Rangel Alves da Costa*
Com pouco mais de um ano da partida de minha
avó Emeliana, neste sábado 15 minha Tia Mariquinha também se despediu da vida
terrena. Maria Marques da Silva, ou simplesmente Mariquinha, fazia parte da
melhor estirpe de Poço Redondo, com raízes familiares que remontam à própria
história da povoação. Faleceu aos 87 anos e após um período de melhoras e
pioras na saúde.
Uma mulher sempre reconhecida e valorizada
por todos, dos mais jovens aos mais velhos, e assim porque construiu sua
história com a missão de servir. E serviu a todos, indistintamente. Uma bela
senhora com seus cabelos brancos, alegre, sorridente, com uma palavra sempre
cativante, amiga do mundo. Mesmo fragilizada pelas desditas da enfermidade,
ainda assim uma flor de pétalas perfumadas.

Sua tarefa
Reproduza sem alterações a passagem do texto sobre Tia Mariquinha que começa nas palavras "Rangel Alves da" e termina logo após "pioras na saúde.".

Dados de origem
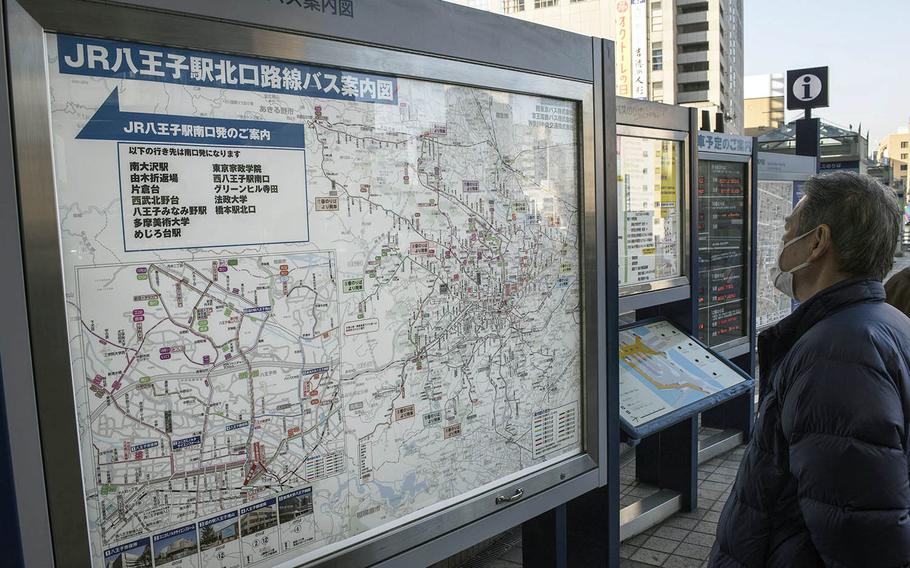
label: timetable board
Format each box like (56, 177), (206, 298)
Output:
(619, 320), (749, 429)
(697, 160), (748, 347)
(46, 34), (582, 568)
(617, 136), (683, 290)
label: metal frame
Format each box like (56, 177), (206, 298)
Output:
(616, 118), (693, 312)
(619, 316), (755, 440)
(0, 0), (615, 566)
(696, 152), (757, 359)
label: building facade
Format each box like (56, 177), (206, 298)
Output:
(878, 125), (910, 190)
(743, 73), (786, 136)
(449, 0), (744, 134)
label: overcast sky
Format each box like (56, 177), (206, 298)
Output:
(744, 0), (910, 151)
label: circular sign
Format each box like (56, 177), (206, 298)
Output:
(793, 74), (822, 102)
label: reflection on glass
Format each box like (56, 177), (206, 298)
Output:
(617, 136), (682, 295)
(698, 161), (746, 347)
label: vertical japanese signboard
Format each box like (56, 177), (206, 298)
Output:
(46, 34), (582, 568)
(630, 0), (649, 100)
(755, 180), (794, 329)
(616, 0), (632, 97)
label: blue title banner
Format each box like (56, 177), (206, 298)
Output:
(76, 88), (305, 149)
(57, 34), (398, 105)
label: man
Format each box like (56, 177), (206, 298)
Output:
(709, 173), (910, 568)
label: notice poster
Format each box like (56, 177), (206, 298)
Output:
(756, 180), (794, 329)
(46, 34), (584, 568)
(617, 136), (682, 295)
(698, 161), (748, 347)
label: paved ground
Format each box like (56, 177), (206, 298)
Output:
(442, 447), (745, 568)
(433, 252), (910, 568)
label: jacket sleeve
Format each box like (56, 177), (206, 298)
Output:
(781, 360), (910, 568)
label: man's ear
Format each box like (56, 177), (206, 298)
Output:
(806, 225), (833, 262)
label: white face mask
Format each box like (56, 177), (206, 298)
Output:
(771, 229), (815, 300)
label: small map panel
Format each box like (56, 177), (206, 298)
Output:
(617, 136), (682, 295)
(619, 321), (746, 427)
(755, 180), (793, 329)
--
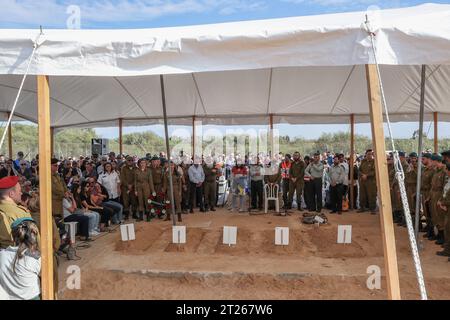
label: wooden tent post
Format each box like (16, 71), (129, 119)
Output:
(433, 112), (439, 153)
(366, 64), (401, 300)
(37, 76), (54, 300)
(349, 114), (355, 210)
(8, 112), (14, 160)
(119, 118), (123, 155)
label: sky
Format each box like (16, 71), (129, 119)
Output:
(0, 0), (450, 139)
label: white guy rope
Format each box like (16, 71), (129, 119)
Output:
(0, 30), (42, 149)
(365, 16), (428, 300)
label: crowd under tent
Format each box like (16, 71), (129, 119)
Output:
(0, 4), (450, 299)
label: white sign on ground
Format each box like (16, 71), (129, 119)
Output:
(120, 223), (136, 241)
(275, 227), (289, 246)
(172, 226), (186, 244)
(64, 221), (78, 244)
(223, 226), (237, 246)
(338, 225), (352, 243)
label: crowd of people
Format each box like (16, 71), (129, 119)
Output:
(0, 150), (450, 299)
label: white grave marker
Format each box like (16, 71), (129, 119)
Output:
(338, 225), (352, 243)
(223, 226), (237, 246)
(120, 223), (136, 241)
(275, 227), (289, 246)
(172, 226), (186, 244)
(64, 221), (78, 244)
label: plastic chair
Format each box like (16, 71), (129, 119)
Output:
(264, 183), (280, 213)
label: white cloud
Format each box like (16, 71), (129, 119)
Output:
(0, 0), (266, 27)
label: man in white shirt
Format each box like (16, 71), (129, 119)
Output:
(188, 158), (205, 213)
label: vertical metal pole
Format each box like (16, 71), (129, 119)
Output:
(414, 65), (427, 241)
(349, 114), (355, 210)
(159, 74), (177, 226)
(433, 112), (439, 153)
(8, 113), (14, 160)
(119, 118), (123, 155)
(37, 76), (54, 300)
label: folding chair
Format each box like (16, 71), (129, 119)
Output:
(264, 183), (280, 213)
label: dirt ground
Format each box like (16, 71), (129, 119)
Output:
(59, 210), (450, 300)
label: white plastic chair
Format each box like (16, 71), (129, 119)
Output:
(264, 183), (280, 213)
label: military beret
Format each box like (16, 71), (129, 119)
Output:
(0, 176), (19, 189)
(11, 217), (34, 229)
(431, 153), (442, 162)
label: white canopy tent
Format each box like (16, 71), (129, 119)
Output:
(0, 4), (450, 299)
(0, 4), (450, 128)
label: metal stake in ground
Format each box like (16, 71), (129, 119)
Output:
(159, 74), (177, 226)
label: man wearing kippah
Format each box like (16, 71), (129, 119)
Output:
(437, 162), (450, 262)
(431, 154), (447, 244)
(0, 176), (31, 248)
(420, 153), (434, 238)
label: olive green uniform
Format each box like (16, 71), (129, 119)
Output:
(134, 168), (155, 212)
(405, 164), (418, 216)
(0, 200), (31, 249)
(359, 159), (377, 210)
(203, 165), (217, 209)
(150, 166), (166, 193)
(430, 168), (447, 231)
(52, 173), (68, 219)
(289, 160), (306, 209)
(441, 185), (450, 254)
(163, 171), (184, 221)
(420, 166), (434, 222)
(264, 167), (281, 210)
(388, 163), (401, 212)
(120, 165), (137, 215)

Resposta abaixo
Rangel Alves da Costa*
Com pouco mais de um ano da partida de minha
avó Emeliana, neste sábado 15 minha Tia Mariquinha também se despediu da vida
terrena. Maria Marques da Silva, ou simplesmente Mariquinha, fazia parte da
melhor estirpe de Poço Redondo, com raízes familiares que remontam à própria
história da povoação. Faleceu aos 87 anos e após um período de melhoras e
pioras na saúde.